EXERCISE INPUTS.
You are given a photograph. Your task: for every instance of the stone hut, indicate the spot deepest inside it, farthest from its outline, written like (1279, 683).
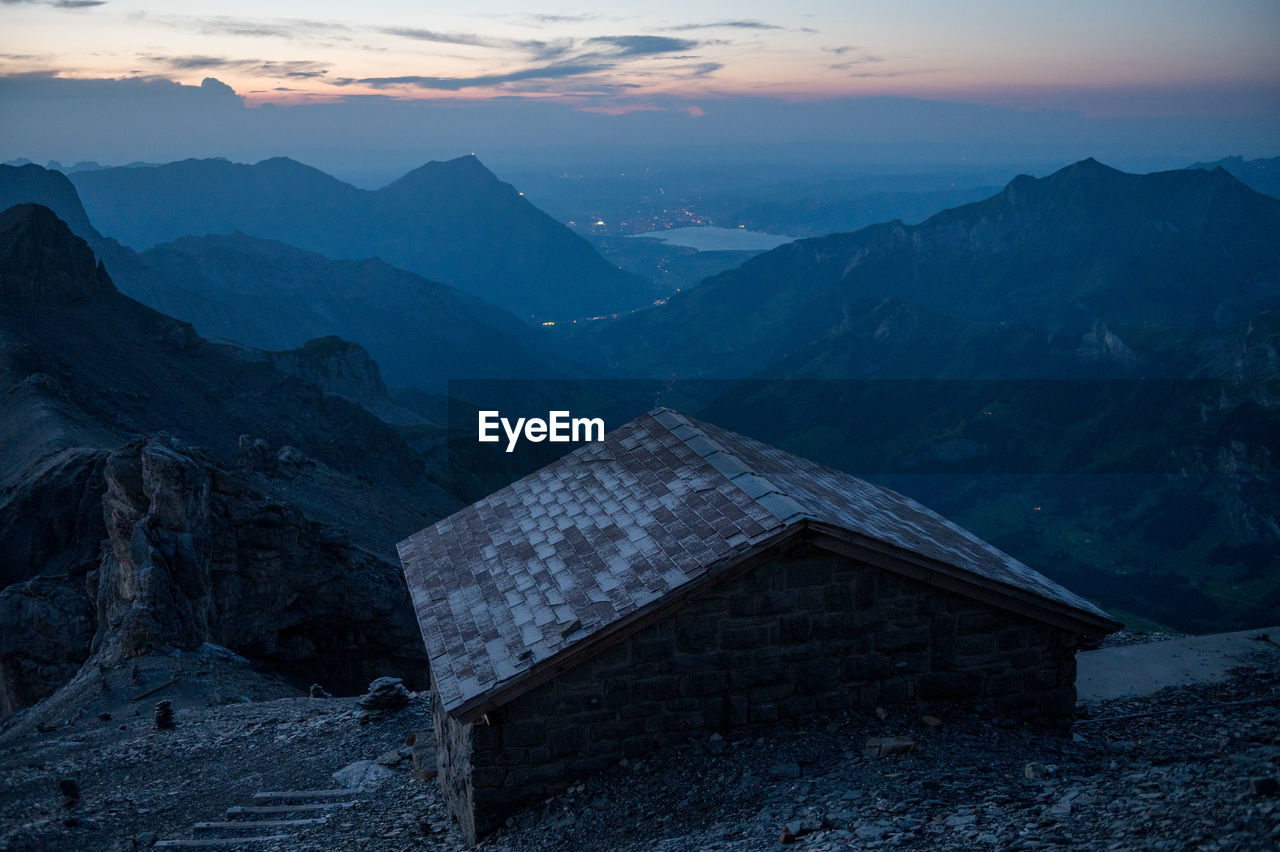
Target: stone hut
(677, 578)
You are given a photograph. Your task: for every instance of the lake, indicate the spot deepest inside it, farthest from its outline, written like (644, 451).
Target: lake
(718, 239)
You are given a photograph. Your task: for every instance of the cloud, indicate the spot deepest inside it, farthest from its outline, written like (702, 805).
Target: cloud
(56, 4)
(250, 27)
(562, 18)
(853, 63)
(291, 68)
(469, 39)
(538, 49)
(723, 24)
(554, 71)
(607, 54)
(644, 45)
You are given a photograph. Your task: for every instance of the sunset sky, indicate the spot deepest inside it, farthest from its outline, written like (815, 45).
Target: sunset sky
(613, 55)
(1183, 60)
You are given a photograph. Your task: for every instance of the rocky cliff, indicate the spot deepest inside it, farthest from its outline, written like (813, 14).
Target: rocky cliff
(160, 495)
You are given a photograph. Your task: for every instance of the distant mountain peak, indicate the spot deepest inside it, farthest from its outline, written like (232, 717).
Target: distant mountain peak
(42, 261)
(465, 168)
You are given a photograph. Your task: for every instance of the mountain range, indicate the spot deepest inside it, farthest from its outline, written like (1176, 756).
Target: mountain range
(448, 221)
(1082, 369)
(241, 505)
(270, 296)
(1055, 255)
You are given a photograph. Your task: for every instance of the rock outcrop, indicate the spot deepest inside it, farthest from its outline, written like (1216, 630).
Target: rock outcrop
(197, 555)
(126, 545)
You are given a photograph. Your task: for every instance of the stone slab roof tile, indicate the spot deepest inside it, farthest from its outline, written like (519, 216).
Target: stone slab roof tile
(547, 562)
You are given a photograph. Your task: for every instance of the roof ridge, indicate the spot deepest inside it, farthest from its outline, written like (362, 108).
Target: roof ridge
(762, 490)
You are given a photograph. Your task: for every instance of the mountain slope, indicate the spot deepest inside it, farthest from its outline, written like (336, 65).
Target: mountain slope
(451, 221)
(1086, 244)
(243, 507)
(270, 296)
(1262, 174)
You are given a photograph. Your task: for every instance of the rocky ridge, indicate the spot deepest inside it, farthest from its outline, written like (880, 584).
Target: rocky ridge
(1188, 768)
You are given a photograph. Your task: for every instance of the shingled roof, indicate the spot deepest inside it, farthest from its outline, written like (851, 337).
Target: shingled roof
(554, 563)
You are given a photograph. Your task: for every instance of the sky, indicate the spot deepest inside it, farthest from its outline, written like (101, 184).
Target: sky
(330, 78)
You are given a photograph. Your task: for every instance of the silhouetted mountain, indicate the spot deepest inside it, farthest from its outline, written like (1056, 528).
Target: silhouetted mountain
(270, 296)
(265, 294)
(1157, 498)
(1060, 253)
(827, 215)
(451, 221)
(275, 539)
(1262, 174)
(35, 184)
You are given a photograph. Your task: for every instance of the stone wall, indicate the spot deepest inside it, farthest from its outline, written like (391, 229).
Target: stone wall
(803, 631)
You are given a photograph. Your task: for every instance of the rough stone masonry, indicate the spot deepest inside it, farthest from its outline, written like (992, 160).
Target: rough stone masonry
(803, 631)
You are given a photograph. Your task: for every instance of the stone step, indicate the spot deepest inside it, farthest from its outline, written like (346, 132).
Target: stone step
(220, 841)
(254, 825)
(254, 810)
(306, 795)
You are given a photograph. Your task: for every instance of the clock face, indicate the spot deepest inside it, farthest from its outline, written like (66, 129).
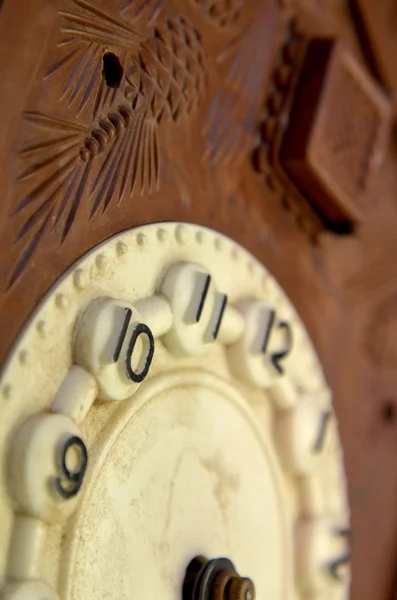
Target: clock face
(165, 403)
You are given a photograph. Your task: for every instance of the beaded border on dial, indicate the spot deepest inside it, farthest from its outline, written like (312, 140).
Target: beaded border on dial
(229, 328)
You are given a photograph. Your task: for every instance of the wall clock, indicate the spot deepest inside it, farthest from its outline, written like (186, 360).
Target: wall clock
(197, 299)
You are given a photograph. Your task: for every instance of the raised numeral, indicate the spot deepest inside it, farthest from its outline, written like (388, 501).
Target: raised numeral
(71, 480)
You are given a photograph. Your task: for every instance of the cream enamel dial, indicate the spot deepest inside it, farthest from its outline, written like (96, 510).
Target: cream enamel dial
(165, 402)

STATED TASK. Reproduce all of the material above word for word, from start to finish, but leave out the pictures.

RESPONSE TO THIS TASK.
You are given a photograph. Your task: for every instance of the stone hut, indicate the spot deepest inside it, farthest from its outline, written like (1279, 683).
Target: stone hut
(677, 578)
You are given a photograph. Your task: for every instance of the lake, indicate the spot deepest inside it, farthest from its outline, written like (644, 451).
Target: lake
(718, 239)
You are given a photograph. Your task: for every instance of the cloud, indicate the spot deepest inside it, farthest from its outline, written like (702, 805).
Target: cloud
(56, 4)
(250, 27)
(562, 18)
(853, 63)
(291, 68)
(469, 39)
(538, 49)
(723, 24)
(554, 71)
(607, 54)
(644, 45)
You are given a photograph. Your task: for every instance of the sunset sky, indicate the spot deepest inside it, farthest from its outline, written like (815, 45).
Target: sunset sky
(613, 55)
(1183, 60)
You are given a photograph. Your task: for every instance of the rocky cliff, indicate the spot deepest inside it, farthest from its outline, written like (813, 14).
Target: rocky cliff
(160, 495)
You are given a photograph. Your task: for every instance of the distant mountain peak, indicate the spot deepest inside it, farthest from its outline, written like (232, 717).
Target: distant mountain peak
(42, 261)
(465, 168)
You are given a photograph. Your task: for every instance of the mountain range, indicate the spot deepest inside it, farthest from its outline, written like (1176, 756).
Target: mountain range
(448, 221)
(1082, 369)
(241, 505)
(270, 296)
(1055, 255)
You are given a photograph. Your task: for every instance of the rock outcrop, indicate the spot deepest inside it, farthest from its outline, written like (1216, 630).
Target: rock outcrop
(197, 555)
(126, 545)
You are given a photograph. Your task: for every instance of the stone slab roof tile, indicate the spot deepest inside it, farthest from its outline, written like (519, 216).
Target: stone slab roof tile
(547, 562)
You are given a photograph. Your task: for every instance of the roof ridge, indicate the spot deepest inside it, farthest from its outline, written like (362, 108).
Target: roof ridge
(762, 490)
You are given a photograph. Your task: for every instance of the mountain slope, indicate the spot deepest inside it, farthest from its outline, written like (336, 65).
Target: mountain slope
(451, 221)
(1086, 244)
(243, 507)
(270, 296)
(1262, 174)
You are given a photograph. Your task: for every instance of the rocky ridge, indicate the spot deepest inside it, farthest from its outline, written like (880, 584).
Target: rocky ridge
(1188, 768)
You are given a photograph. Your task: for every instance of the shingled roof, indicate the spot deepest inside it, farthest from its outline, written like (851, 337).
Target: shingled roof
(554, 563)
You are given a photograph. Your task: for every instance of the sky, indicate the spot deepest inside it, farthest from its outline, written like (101, 184).
Target: sky
(330, 78)
You are given a photograph. Your task: for every instance of the silhouetted mountain, indicate the spot deepest inside it, farthest from its outline, written like (1056, 528).
Target: silhouetted mountain
(270, 296)
(265, 294)
(1157, 498)
(1060, 253)
(827, 215)
(451, 221)
(275, 539)
(1262, 174)
(35, 184)
You are given a photograph. Your task: for every instance of the stone wall, indicate the spot deepest inside it, farthest from its outline, written like (391, 229).
Target: stone wall
(803, 631)
You are given a photograph. Your task: for every instance of the rough stone masonry, indicate the spot deepest inside it, farthest from its outline, written like (992, 160).
Target: rough stone masonry
(803, 631)
You are given a photograph. Your task: for every instance of the stone step, indicate the spot deepest inside it, farthest from its outline, written like (346, 132).
Target: stone step
(220, 841)
(254, 825)
(254, 810)
(306, 795)
You are given a photograph. Your task: for every instance of the clock face, indicate the spot deepest inside it, farthest from its outline, written like (66, 129).
Target: clock face
(165, 403)
You are given a photograph. Your task: for every instance of the beaded border on dial, indicate the spot deepest inside it, farthest from its outline, written like (312, 140).
Target: beaded border on dial
(229, 328)
You are given a photograph. Your task: for every instance of the wall clock, indicate the spot deepest inside it, farthest from its outline, written like (186, 360).
Target: wall clock
(197, 299)
You are given a photograph. Your task: for every instance of the raised numeral, indicate the spot deepest inside it, farthest from its outline, written like (388, 501).
Target: raised numeral
(71, 480)
You are given a photograph. Your task: for every instance of the cream enamel dial, indicate the spot deepest inside it, farthest from its outline, written like (96, 510).
Target: cream enamel dial
(165, 402)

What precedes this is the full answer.